A dark pool, also known as a liquidity pool, dark liquidity, or dark book, is a private, electronic execution network that collects bids and offers from different traders. An order is executed only if a matching trade is already entered into the pool, in less time and at a better price than if the trade is executed on the exchange.
The dark pools are considered to be dark because -- unlike a public exchange such as NYSE or Nasdaq where the bids and offers are visible -- no one can see the book of orders, although quotes are printed when a trade takes place. Hence, "dark" is not synonymous with "evil" here. Working with a dark pool does not (necessarily) mean that you have joined forces with Darth Vader.
Although these pools are relatively new, the financial markets have always had orders that some traders knew about that were not entered in the books. Floor brokers and market makers often said that they were "in touch with liquidity," meaning that they knew of people who would be willing to buy or sell shares if the price and size available matched their needs. Until then, they would not enter an order.
The bottom line is that the trading floors don't have a lot of human beings anymore. That's why this liquidity information moved from their heads and into the dark pools. And it's been moving at a good pace, too: Rosenblatt Securities, an institutional stock trading firm, tracks dark-pool liquidity and reports that dark pools executed 12.48% of trades in January 2011, up from 10.34% in January 2010. The share of trading through dark pools has been increasing steadily since Rosenblatt began tracking it in 2008.
The advantage of dark polls is that traders have more flexibility in placing orders and reducing transaction costs. If your broker executes your order through a dark pool, the price will be better than if it is placed through the exchange. That's good. However, it also means that there is price and volume activity in the market that is not public until it is executed, and that's not so good. Traders rely on information, and the size and price data in a transparent quote can give someone a sense of where the price of a security is likely to move. If that data is obscured by a dark pool, then a trader has less information to work with and could be blindsided by a sudden move.
For example, maybe a trader wants to enter an order to be executed only in an extreme event, such as a sell order based on a 30% price decline. If the order is entered in a dark pool, it will remain invisible until someone crosses it. If it does happen, though, it may take prices down further when the trade hits the tape, which can lead to more volatility. The Securities and Exchange Commission's position is that prices don't have to be displayed, but firms have an obligation to execute at the best-possible price rather than trade through any one exchange. However, it would like to see more information disclosed after the trade, including the name of the dark pool. Given the other issues that the SEC is facing, though, this is low on its priority list.
This lack of transparency and potential for more volatility led many traders to blame dark pools for the "Flash Crash" of May 6, 2010, in which the markets plunged in a matter of minutes. Federal regulators later blamed the event on a large investor using automated trading software to sell futures contracts.
The irony here is that less-efficient information leads to lower transaction costs. Because the orders in the pool are not disclosed, their mere existence is not enough to move the market. The benefit goes to the parties in the transaction, though, not to the market as a whole.
It's a situation designed to drive an academic crazy, but it's not scary. If you are an active trader, you want to work with a broker that participates in dark pools. The broker will disclose it
and, in many cases, actively promote it for the execution benefits. But when you trade, you need to know that there are orders out there that you won't know about until they are executed, no matter what quotation service you use.
I look forward to more agreeing/butting heads in the future, street smart!

* What to work on:
1. Update the dark pool passage from "The dark pools are" to "with Darth Vader.", replacing "Darth Vader" with "a movie villain".
2. According to the dark pool passage, what share of trades did dark pools execute in January 2011?

* Given data:
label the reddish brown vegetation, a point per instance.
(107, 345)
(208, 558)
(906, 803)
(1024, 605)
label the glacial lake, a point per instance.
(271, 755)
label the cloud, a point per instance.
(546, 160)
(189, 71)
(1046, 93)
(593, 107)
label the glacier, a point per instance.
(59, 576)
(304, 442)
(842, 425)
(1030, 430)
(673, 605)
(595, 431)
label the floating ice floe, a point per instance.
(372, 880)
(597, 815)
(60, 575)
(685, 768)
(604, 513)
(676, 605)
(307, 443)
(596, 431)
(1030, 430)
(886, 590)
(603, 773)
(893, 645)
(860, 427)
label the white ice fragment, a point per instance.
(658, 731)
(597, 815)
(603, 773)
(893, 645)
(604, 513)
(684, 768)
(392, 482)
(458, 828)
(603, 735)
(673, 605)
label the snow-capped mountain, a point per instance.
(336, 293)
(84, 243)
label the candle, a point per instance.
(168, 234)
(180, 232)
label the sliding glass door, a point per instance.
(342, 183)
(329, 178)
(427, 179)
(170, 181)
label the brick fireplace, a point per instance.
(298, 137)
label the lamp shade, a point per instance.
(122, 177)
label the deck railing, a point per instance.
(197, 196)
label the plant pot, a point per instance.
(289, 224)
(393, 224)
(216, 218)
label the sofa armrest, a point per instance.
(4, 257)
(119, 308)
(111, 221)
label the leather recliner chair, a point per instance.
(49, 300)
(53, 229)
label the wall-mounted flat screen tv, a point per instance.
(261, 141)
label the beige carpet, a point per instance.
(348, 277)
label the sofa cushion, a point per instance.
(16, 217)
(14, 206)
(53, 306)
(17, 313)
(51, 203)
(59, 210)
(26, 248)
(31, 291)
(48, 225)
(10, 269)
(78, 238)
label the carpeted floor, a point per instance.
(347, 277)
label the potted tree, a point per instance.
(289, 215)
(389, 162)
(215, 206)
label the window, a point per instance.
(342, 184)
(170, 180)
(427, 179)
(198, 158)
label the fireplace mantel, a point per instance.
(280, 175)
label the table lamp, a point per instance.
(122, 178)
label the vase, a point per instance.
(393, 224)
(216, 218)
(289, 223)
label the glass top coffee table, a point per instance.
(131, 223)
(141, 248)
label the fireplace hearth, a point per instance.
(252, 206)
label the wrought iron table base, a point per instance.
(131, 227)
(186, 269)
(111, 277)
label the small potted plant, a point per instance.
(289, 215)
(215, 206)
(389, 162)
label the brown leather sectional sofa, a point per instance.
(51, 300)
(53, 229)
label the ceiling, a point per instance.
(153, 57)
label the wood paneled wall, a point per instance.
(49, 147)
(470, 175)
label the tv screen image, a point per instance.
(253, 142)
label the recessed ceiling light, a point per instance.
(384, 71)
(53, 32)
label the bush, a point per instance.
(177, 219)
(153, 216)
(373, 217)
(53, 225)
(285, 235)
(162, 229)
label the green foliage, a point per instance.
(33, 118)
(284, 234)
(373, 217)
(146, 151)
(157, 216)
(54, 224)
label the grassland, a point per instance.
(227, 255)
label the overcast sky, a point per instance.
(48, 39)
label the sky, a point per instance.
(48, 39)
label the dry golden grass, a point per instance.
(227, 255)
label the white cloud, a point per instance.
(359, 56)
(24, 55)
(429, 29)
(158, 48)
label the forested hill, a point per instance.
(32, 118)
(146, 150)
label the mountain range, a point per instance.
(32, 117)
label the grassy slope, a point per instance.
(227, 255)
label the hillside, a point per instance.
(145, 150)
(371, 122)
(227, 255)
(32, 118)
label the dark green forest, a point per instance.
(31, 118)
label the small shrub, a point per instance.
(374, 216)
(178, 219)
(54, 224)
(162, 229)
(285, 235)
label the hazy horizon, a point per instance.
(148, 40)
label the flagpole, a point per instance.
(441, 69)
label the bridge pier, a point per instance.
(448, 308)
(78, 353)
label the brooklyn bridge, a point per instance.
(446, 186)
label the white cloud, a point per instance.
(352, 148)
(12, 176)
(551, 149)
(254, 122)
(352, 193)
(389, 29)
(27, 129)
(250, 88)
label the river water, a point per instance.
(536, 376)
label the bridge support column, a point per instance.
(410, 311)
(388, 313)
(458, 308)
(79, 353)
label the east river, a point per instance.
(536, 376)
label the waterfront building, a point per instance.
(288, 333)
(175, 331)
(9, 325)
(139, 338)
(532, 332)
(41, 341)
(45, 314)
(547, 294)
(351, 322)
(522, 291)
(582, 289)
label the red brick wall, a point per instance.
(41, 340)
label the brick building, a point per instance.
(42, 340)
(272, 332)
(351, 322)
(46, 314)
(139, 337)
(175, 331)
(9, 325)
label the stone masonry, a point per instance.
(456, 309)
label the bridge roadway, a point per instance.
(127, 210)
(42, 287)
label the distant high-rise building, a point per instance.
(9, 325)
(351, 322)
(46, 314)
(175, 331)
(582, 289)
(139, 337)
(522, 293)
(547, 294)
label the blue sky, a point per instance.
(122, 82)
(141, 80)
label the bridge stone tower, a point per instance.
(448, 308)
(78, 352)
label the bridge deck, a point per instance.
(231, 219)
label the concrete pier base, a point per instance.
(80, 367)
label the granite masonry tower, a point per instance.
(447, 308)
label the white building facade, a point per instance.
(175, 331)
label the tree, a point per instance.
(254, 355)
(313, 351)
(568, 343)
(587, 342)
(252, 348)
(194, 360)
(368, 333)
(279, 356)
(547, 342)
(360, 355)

* Outputs:
1.
The dark pools are considered to be dark because -- unlike a public exchange such as NYSE or Nasdaq where the bids and offers are visible -- no one can see the book of orders, although quotes are printed when a trade takes place. Hence, "dark" is not synonymous with "evil" here. Working with a dark pool does not (necessarily) mean that you have joined forces with a movie villain.

2. 12.48%